> [EXERCISES TO COMPLETE]:
a: According to the golf passage, how many PGA Tour wins does Woods have?
b: Please carry on the passage about Tiger Woods's golf comeback, starting after its last sentence.

> [EXCERPTED PASSAGE]:
*** Block opens ***
The answer: a resounding yes.
Some facts for those who don’t closely follow the PGA Tour. Woods, who turned 42 in December, has won 79 times on the PGA Tour, second only to Sam Snead. He first ascended to No. 1 in the world golf rankings in June of 1997 and, amazingly, held that ranking for most of the next 20 years. But, he has not won since the 2013 World Golf Classic-Bridgestone Invitational, going on five years ago.
Since then, he has undergone four back surgeries, the last a spinal fusion in April of last year. In 2017, he dropped out of the top 1,000 in the world golf ratings for the first time.
With his recent return to competitiveness, people ask: Can he win another major? Can he become No. 1 again? Does he have a chance to catch Nicklaus and his 18 majors?
My guesses, in order: Yes, probably not, and I’d be shocked. You play golf at the level Tiger did this last weekend, you definitely can win another major especially when you have shown so many times before you have what it takes. But, no, there are just too many remarkable golfers out there for Tiger to ever become No. 1 again. Dustin Johnson, Justin Thomas, Jon Rahm, Jordan Spieth, Justin Rose, Hidecki Matsuyama, Rickie Fowler, Brooks Koepka, Sergio Garcia and Jason Day aren’t going anywhere any time soon.
How deep is the well of guys Woods would have to pass to become No. 1? Paul Casey, who won Valspar, is No. 12. Rory McIlroy is now ranked No. 13. Henrik Stenson is 15th. Phil Mickelson is 18th. Bubba Watson is 38th. Listen: Adam Scott, the guy who last replaced Woods as the world’s No 1 golfer, now ranks No. 56. Fifty-sixth.
*** Block closes ***
> [STORED DATA]:
*** Block opens ***
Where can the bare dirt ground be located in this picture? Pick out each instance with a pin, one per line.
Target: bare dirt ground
*** Block closes ***
*** Block opens ***
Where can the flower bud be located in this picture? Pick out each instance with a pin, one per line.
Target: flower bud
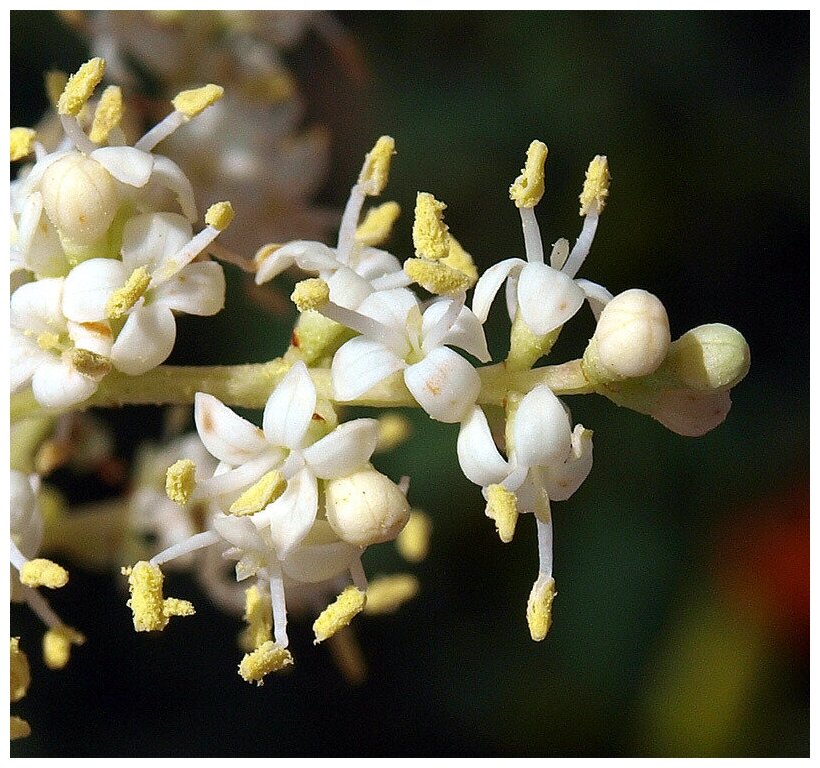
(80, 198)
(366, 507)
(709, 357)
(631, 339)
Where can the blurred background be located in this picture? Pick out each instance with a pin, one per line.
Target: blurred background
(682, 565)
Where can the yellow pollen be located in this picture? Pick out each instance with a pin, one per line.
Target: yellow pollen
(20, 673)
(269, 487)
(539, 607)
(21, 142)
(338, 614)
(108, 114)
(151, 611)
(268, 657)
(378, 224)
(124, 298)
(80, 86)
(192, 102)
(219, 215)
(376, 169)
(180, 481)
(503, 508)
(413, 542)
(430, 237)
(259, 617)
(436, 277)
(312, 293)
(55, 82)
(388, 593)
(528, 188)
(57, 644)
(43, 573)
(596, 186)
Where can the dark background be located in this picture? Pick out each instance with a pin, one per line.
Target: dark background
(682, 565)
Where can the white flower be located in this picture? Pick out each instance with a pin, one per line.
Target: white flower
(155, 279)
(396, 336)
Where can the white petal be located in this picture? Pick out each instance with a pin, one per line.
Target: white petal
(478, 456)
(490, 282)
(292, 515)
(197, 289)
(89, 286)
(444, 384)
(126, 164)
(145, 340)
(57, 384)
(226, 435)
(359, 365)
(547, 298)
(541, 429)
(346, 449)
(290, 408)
*** Block closes ***
> [RESULTS BY TASK]:
a: 79, second only to Sam Snead.

b:
There’s no doubt Tiger Woods, himself, was the inspiration that has caused golf’s current glut of talent. Now, it seems nearly every golfer comes to the first tee straight from the gym ready to wallop the ball 330 yards. That wasn’t the case before Tiger, who at 42 still looks like an NFL free safety in his form-fitting shirts. Nearly all Tour golfers are fit. Nearly all can hit it nearly as far, if not farther, than Tiger. They aren’t afraid, much less intimidated.
And then there is his back. As good as the competition is, Tiger’s health issues – his back in particular – are what I believe will keep him from catching, much less passing, Nicklaus.
He says he is fully recovered now from the fusion surgery of last April. And he is certainly swinging like it. But I just don’t believe his back can stand up to the constant torque produced by his powerful, spine-twisting, all-out swings. Sunday, he tried to hit a 3-wood second shot into the green on a long, uphill, 600-yard plus par 5. There’s one word to describe his swing on that shot: violent. He went at it with everything he had. I winced.
Maybe his back, already surgically mended four times, can hold to that ridiculous amount of torque at age 42. I doubt it.
I hope it does. Because there’s no doubt about this: Golf is just more fun when Tiger Woods is playing. At his best, there’s never been anyone, including Nicklaus, who was better.